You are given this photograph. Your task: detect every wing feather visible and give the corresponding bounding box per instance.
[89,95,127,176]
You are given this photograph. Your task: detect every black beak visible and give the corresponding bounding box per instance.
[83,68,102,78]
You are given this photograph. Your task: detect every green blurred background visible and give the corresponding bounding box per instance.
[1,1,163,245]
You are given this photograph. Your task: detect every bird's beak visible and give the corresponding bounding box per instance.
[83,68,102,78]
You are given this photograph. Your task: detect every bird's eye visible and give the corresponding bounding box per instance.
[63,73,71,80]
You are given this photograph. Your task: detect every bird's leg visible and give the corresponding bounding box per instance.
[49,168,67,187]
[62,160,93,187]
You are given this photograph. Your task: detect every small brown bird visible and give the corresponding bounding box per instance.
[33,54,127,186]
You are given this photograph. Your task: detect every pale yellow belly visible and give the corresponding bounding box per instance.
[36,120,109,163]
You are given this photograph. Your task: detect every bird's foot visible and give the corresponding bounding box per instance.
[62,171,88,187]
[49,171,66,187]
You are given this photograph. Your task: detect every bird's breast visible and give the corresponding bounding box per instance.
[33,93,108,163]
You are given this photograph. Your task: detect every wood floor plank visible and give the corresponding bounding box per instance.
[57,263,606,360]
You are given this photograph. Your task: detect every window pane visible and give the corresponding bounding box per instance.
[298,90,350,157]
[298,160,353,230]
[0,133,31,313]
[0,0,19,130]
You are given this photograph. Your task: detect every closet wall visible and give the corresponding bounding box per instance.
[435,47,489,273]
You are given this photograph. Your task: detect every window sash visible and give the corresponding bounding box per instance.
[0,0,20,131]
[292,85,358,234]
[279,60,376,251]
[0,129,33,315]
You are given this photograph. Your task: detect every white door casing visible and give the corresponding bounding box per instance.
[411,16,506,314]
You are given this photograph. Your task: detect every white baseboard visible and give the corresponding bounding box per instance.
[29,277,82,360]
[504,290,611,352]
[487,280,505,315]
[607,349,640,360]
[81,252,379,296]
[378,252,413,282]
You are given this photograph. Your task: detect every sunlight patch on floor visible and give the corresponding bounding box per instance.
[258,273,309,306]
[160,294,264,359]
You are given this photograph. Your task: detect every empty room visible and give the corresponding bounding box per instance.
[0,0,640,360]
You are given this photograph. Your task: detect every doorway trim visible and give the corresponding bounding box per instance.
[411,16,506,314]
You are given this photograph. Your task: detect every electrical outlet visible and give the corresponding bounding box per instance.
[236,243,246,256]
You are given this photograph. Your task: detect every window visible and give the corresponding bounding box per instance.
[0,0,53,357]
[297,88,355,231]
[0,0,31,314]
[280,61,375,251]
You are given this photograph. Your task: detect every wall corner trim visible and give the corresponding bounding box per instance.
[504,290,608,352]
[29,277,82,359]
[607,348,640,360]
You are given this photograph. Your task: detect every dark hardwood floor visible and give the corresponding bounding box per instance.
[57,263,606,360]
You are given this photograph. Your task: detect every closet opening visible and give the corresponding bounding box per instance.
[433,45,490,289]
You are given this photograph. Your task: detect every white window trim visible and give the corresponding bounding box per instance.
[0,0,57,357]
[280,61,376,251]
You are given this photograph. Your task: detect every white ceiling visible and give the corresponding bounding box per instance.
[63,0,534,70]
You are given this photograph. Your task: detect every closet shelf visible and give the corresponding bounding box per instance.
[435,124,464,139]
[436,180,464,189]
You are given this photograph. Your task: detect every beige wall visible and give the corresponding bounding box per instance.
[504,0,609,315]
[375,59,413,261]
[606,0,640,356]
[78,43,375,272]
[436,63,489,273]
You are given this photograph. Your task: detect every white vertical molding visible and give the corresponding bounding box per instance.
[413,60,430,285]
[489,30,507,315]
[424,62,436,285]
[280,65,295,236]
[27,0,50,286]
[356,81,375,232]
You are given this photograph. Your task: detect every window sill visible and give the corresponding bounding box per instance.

----------------

The exercise
Rewrite all of the records above, substituting "image" for every occurrence of "photograph" and leaving everything else unchanged.

Answer for this exercise
You are given this image. Your task: detect every wing feather visible and give the corresponding bounding box per instance.
[89,95,127,176]
You are given this image. Your task: detect every black beak visible and give the corresponding bounding box per instance.
[83,68,102,78]
You are given this image. Your task: detect every green blurred background visible and give the corresponding bounding box per instance.
[1,1,163,245]
You are given this image. Your task: detect every bird's beak visible and give the corresponding bounding box per instance.
[83,68,102,78]
You are given this image. Your task: detect every bird's eye visible and give the corresponding bounding box per instance.
[63,73,71,80]
You are given this image. Your task: detect every bird's leg visible and give the corresponding bounding box per instance.
[49,168,67,187]
[62,160,93,187]
You are given this image. Your task: detect every small brown bird visible and give the corresponding bounding box per instance.
[33,54,127,186]
You are given this image. Your task: detect every pale yellow belly visible and give the corresponding bounding box per instance.
[36,120,109,163]
You are given this image. Your task: detect every bird's foot visible and give the corresponding bounding box per instance.
[62,171,88,187]
[49,171,66,187]
You are given this image. Your task: detect every bird's breast visible and give the corresponding bounding box per instance.
[33,93,108,163]
You are given this image. Your task: detect every wood floor plank visible and give the corresponding bounding box per instance.
[57,263,606,360]
You are given this image. Your task: detect every window pane visible and give the corresponding bounding box per instance.
[298,90,350,157]
[298,160,353,230]
[0,133,31,313]
[0,0,19,130]
You are given this image. Your task: detect every closet wall visible and give the corresponding bounding box per instance.
[435,47,489,273]
You are given this image. Your task: detect every window sash visible and give the corresponding bounding box per instance.
[0,0,20,131]
[292,85,358,234]
[279,60,376,251]
[0,129,33,315]
You are given this image. Your task: detect every white door casing visible and give the corresponding bounding box per instance.
[411,16,506,314]
You are given this image. Your task: detect every white baseboard visible and give the corresponding bounding box per instance.
[29,277,82,360]
[504,290,611,352]
[487,280,505,315]
[607,349,640,360]
[81,252,379,296]
[378,252,413,282]
You are given this image. Your task: detect every sunlight patch on floor visible and give the corresponding bounding box per instance.
[258,273,309,306]
[160,294,264,359]
You are given this image. Your task: detect every empty room visible and give the corresponding bounding box per instance.
[0,0,640,360]
You are given this image. Your task: detect every doorway trim visible and give the corresponding bounding box per instance.
[411,16,506,314]
You are given this image. Your task: detect every electrical outlet visible and give the corresponding bounding box per instance.
[236,243,246,256]
You are given this image. Your task: detect every window visible and give the corresponding bounding box per instance.
[0,0,53,357]
[297,88,355,231]
[0,0,31,314]
[280,61,375,251]
You are given this image. Your task: detect every wall corner trim visible and give the corresponding bounding box per instance.
[504,290,608,352]
[29,277,82,359]
[607,348,640,360]
You are given this image. Your task: detect every dark hardwood floor visible and give the corresponding bounding box per instance.
[57,263,606,360]
You are given this image. Your task: detect every closet opening visible and give the corresponding bounding box per instance.
[433,45,490,289]
You are given this image. Your task: detect every white window trim visible and give the corresponding bounding box per instance.
[0,0,57,357]
[280,61,376,251]
You are given this image. Your task: detect every white ceiling visible and give the corresponding bounding box per instance.
[63,0,534,70]
You are given this image. Your task: detect every closet shelf visible and give the corresponding bounding box per instance.
[435,124,464,139]
[436,180,464,189]
You are given this image. Your task: detect every beige wall visible and give the corresponding bounding box per instance.
[504,0,609,315]
[375,59,413,261]
[606,0,640,356]
[78,43,375,272]
[436,63,489,273]
You are given this image. Your task: detect every white vertical molding visible and give the corresponding bounding box per instance.
[413,60,430,285]
[489,30,507,315]
[424,62,436,285]
[280,65,295,236]
[27,0,50,286]
[356,81,375,232]
You are given this image. Your task: detect every window sill visible and give the corresponding bounding box per instance.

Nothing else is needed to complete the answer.